Trotz der erfolgreichen
Aufholjagd ist Trainer
Christian Knappmann nach
dem 2:2 gegen
Wiemelhausen stocksauer.
Hordel übernimmt die
Tabellenspitze.
Binnen acht Tagen hat
der SC Westfalia Herne
seinen hübschen
Fünf-Punkte-Vorsprung
verspielt und den
Tabellenthron in der
Westfalenliga räumen
müssen. Zwar holten zehn
Herner gegen Aufsteiger
Wiemelhausen einen
schnellen 0:2-Rückstand
auf und drückten sogar
noch auf den
Siegtreffer, aber
Trainer Christian
Knappmann verspürte
nicht die geringste
Lust, die Moral seiner
Jungs zu rühmen oder
ihre spätere
Energieleistung zu
loben.
Zu sehr hatte ihm der
Anfang die Laune
verhagelt. „Ich kann
mich für die Leistung in
der ersten halben Stunde
nur entschuldigen. Das
hatte nichts mit dem
Fußball zu tun, den wir
den Leuten zeigen
wollen. Das war
hochnäsig, das war
arrogant, das kam sehr
unsympathisch rüber“,
konstatierte Knappmann
zerknirscht. Eine
Viertelstunde habe er
sich den
Schlafwagenfußball noch
ansehen müssen, bis er
in der Kabine endlich
ausrasten durfte. „Den
Zahn werde ich den Jungs
ziehen, sowas geht mir
richtig auf den Wecker“,
kündigte „Knappi“ eine
weitere Gardinenpredigt
an. „Ich habe mich
bodenlos tief geschämt.“
Die Zuhörer im
proppevollen „Tilkowski“
nahmen dem streitbaren
Trainer die klaren Worte
dankbar ab und
applaudierten – so wie
es viele nach dem
Schlusspfiff auch der
Mannschaft gegenüber
getan hatten. Sie hatten
die Aufholjagd und das
Anrennen nach der Pause
schon als Entschuldigung
für die verkorkste erste
Hälfte akzeptiert.
Langweilig war es auch
vor der Pause nicht.

——————————

### AUFGABENSTELLUNG
Welcher Verein übernimmt laut dem Seitenauszug die Tabellenspitze?

### DATENSÄTZE
——————————

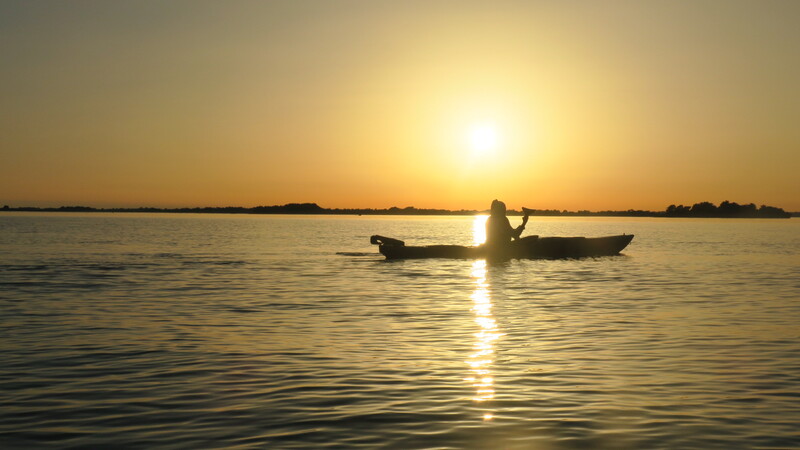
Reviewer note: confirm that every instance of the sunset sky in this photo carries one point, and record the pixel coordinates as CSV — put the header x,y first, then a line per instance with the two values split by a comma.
x,y
560,104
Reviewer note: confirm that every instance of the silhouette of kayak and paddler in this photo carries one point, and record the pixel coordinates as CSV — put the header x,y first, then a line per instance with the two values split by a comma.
x,y
505,242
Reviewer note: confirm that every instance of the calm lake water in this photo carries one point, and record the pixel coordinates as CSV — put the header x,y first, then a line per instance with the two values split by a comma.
x,y
197,331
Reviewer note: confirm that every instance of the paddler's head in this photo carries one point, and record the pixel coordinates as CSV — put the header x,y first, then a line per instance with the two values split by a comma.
x,y
498,208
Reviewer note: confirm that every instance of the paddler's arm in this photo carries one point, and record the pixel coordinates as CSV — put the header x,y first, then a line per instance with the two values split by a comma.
x,y
517,232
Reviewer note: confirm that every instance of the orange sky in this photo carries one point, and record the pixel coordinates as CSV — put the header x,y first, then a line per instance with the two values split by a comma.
x,y
594,105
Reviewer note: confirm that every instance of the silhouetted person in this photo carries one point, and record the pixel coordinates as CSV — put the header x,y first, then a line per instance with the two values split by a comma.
x,y
498,229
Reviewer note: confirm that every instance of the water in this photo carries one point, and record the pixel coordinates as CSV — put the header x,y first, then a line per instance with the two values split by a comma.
x,y
197,331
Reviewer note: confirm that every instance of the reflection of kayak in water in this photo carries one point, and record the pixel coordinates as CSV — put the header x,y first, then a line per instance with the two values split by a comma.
x,y
527,247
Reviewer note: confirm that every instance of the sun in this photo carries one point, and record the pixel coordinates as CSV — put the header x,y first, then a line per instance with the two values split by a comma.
x,y
483,138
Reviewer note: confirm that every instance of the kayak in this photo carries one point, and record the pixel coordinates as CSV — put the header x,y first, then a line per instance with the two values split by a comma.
x,y
528,247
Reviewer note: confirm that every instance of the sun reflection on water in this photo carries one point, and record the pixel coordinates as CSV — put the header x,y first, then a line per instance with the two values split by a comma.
x,y
479,230
482,358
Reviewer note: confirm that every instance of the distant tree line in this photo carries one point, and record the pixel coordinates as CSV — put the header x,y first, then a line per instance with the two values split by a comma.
x,y
702,209
726,209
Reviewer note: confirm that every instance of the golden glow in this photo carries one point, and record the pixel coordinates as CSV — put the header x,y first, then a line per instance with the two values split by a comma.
x,y
483,138
479,230
532,102
482,357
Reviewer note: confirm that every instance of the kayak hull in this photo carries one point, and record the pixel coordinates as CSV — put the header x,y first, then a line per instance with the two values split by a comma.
x,y
531,247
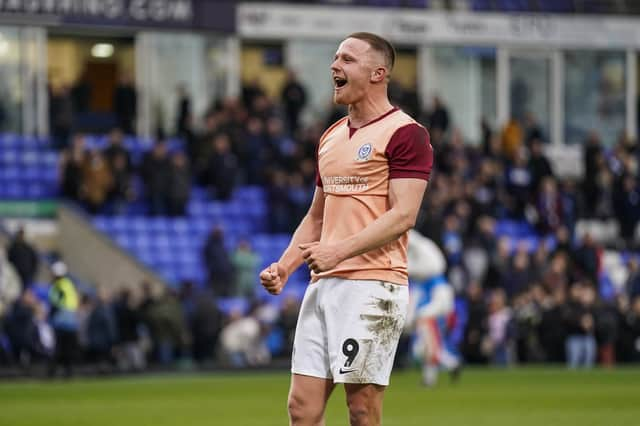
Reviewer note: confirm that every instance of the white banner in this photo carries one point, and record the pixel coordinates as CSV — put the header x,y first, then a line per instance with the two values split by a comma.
x,y
259,20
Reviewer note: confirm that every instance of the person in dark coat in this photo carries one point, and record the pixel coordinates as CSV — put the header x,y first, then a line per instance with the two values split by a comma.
x,y
60,116
102,331
156,174
129,322
125,102
72,162
294,99
183,118
218,264
222,168
179,185
23,257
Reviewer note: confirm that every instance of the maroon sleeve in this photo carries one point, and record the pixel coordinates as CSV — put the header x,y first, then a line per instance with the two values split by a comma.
x,y
410,153
318,178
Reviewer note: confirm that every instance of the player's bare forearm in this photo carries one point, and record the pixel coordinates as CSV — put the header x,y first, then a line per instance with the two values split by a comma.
x,y
405,196
308,230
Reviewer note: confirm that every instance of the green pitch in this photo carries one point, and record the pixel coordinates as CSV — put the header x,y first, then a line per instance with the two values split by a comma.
x,y
520,397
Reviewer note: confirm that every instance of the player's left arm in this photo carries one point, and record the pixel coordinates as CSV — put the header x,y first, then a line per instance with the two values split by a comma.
x,y
410,168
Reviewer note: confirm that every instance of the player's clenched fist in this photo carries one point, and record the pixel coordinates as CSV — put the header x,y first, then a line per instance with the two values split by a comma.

——————————

### LÖSUNG DER AUFGABE
Hordel.